— start Records to process —

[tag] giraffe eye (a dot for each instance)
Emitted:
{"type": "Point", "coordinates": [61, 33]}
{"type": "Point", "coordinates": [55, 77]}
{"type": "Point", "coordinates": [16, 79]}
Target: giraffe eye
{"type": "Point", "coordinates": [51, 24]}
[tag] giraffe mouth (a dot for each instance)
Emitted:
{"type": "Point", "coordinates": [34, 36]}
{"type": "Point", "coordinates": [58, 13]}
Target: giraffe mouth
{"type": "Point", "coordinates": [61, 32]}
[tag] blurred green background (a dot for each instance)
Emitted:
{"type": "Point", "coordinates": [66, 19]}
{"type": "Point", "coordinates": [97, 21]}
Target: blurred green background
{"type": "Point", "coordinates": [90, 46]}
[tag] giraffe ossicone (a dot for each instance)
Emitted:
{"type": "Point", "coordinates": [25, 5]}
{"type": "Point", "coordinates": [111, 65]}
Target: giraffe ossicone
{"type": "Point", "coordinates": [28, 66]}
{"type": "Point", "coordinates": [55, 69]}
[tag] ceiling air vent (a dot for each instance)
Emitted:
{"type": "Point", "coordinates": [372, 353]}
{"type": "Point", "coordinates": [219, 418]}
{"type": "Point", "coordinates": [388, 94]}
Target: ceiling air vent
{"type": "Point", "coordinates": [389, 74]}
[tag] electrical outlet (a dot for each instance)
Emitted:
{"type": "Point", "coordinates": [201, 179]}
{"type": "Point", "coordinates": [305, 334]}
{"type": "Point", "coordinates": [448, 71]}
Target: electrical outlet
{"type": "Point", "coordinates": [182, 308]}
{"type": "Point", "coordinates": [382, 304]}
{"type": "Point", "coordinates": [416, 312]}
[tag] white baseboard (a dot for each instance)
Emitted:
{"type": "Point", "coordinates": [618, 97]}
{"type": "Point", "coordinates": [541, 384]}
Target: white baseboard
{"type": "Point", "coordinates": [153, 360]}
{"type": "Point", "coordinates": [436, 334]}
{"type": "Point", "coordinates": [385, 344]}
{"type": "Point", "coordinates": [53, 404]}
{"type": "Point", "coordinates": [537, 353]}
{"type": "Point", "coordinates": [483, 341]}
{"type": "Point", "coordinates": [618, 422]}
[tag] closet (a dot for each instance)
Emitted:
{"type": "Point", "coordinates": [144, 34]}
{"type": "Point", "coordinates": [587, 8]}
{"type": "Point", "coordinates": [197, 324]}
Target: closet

— end Records to process —

What this task involves
Reproduce the data above verbatim, from its first line through its last, without altering any character.

Output below
[tag] giraffe eye (a dot for each instance)
Emitted:
{"type": "Point", "coordinates": [61, 33]}
{"type": "Point", "coordinates": [55, 77]}
{"type": "Point", "coordinates": [16, 79]}
Target: giraffe eye
{"type": "Point", "coordinates": [51, 24]}
[tag] giraffe mouth (a dot for each instance)
Emitted:
{"type": "Point", "coordinates": [34, 36]}
{"type": "Point", "coordinates": [58, 13]}
Target: giraffe mouth
{"type": "Point", "coordinates": [61, 32]}
[tag] blurred green background (a dot for each instance)
Emitted:
{"type": "Point", "coordinates": [66, 19]}
{"type": "Point", "coordinates": [97, 21]}
Target: blurred green background
{"type": "Point", "coordinates": [90, 46]}
[tag] giraffe ossicone (a dot for each instance)
Emitted:
{"type": "Point", "coordinates": [25, 5]}
{"type": "Point", "coordinates": [111, 65]}
Target: giraffe ossicone
{"type": "Point", "coordinates": [28, 66]}
{"type": "Point", "coordinates": [55, 69]}
[tag] ceiling air vent (a dot for each instance)
Emitted:
{"type": "Point", "coordinates": [372, 353]}
{"type": "Point", "coordinates": [219, 418]}
{"type": "Point", "coordinates": [388, 94]}
Target: ceiling air vent
{"type": "Point", "coordinates": [389, 74]}
[tag] electrical outlet (a dot for each instance)
Emitted:
{"type": "Point", "coordinates": [201, 179]}
{"type": "Point", "coordinates": [305, 334]}
{"type": "Point", "coordinates": [448, 71]}
Target: electrical outlet
{"type": "Point", "coordinates": [182, 308]}
{"type": "Point", "coordinates": [382, 304]}
{"type": "Point", "coordinates": [416, 312]}
[tag] white baseboard (a dot for each instance)
Emitted:
{"type": "Point", "coordinates": [618, 97]}
{"type": "Point", "coordinates": [541, 384]}
Target: white baseboard
{"type": "Point", "coordinates": [153, 360]}
{"type": "Point", "coordinates": [436, 334]}
{"type": "Point", "coordinates": [385, 344]}
{"type": "Point", "coordinates": [53, 404]}
{"type": "Point", "coordinates": [537, 353]}
{"type": "Point", "coordinates": [483, 341]}
{"type": "Point", "coordinates": [618, 422]}
[tag] closet (a dot for each instance)
Emitted:
{"type": "Point", "coordinates": [144, 34]}
{"type": "Point", "coordinates": [587, 8]}
{"type": "Point", "coordinates": [197, 324]}
Target: closet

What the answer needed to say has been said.